INSTRUCTIONS FOR THE TASK:
Look for the word "pink" in the entries and copy each line where it appears.

STORED DATA:
Content starts

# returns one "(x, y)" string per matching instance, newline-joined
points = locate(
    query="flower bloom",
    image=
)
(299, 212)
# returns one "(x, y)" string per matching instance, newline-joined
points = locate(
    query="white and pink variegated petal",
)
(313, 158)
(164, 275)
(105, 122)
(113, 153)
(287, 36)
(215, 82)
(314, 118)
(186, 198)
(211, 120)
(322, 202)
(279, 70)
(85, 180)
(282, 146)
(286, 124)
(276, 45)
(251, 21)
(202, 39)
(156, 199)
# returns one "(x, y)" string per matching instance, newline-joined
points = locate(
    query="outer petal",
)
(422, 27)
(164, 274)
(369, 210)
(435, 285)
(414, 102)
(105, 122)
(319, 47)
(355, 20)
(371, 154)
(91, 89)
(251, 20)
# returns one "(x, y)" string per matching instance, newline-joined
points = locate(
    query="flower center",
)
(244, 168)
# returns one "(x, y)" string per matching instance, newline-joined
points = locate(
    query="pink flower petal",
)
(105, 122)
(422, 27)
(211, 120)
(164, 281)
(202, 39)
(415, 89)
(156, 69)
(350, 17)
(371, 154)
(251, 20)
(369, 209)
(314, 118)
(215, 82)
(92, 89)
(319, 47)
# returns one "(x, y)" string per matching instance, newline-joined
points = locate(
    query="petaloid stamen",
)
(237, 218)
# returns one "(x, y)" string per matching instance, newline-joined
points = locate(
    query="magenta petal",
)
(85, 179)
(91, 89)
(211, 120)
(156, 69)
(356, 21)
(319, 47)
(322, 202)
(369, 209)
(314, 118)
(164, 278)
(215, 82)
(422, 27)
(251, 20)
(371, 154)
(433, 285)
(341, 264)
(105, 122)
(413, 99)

Content ends
Content starts

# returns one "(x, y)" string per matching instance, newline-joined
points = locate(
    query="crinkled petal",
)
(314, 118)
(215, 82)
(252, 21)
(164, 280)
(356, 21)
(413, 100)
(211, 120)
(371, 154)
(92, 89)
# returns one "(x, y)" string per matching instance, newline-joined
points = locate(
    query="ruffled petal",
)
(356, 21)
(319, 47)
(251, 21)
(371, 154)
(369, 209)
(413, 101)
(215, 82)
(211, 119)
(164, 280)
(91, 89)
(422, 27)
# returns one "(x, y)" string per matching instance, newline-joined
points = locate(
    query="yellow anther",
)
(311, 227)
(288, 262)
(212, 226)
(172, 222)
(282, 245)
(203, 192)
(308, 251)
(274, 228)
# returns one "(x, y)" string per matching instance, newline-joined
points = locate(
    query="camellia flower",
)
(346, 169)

Content ends

COMPLETED EXERCISE:
    query="white and pink variegated petal",
    query="pink flower petal",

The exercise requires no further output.